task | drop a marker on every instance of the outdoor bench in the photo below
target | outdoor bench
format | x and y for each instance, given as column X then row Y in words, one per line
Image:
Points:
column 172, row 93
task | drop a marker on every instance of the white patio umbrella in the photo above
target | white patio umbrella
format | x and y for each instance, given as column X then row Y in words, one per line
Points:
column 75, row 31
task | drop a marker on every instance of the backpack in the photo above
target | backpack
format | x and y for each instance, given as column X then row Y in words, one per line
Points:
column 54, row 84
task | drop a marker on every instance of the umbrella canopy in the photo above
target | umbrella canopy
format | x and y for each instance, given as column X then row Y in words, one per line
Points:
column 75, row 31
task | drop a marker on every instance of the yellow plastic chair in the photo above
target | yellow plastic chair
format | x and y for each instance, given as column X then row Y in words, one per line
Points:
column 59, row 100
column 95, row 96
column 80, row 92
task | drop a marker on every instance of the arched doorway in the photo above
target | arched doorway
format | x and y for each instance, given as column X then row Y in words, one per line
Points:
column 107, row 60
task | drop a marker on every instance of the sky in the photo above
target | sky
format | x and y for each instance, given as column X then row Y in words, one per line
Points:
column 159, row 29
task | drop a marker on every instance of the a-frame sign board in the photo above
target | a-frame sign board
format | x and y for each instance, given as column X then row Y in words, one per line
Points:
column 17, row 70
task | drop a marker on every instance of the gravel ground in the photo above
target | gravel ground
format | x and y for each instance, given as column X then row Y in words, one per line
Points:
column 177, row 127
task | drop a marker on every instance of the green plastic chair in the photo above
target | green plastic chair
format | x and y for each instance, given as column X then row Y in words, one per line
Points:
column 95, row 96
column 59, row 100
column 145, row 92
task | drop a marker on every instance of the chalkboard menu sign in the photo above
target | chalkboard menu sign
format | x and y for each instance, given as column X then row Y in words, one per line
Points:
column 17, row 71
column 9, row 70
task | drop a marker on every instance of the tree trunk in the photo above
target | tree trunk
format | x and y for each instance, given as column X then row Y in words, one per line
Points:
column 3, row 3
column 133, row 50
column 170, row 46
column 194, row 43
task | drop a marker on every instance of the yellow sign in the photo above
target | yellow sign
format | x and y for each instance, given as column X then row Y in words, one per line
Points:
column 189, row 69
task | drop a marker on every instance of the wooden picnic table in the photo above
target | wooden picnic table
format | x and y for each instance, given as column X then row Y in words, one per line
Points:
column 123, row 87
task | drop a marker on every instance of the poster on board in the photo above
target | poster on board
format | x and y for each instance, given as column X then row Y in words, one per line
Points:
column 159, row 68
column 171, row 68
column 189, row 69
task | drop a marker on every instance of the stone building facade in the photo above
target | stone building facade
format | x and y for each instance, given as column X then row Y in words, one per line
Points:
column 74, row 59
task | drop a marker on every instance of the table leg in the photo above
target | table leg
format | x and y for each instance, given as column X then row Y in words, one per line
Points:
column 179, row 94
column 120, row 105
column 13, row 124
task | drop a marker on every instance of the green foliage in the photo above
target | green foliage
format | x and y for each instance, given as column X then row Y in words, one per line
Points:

STATED PROBLEM
Locate "task | drop a marker on every instance of the stone" in the data above. Then repeat, exactly, its line and each line after it through the last, adding nothing.

SOLUTION
task | drop a marker on every instance of the stone building facade in the photo above
target | stone building facade
format | x and y for each instance, given as column X then row Y in words, one per line
Points:
column 74, row 59
task | drop a marker on every instance of the table leg in the photo above
target | table leg
format | x and y for each instance, given as column X then row Y in words, one per line
Points:
column 179, row 94
column 120, row 105
column 13, row 124
task | drop a marker on every instance of the green foliage in the photo above
target | green foliage
format | x and y for each instance, given as column X then row Y in words, one per line
Points:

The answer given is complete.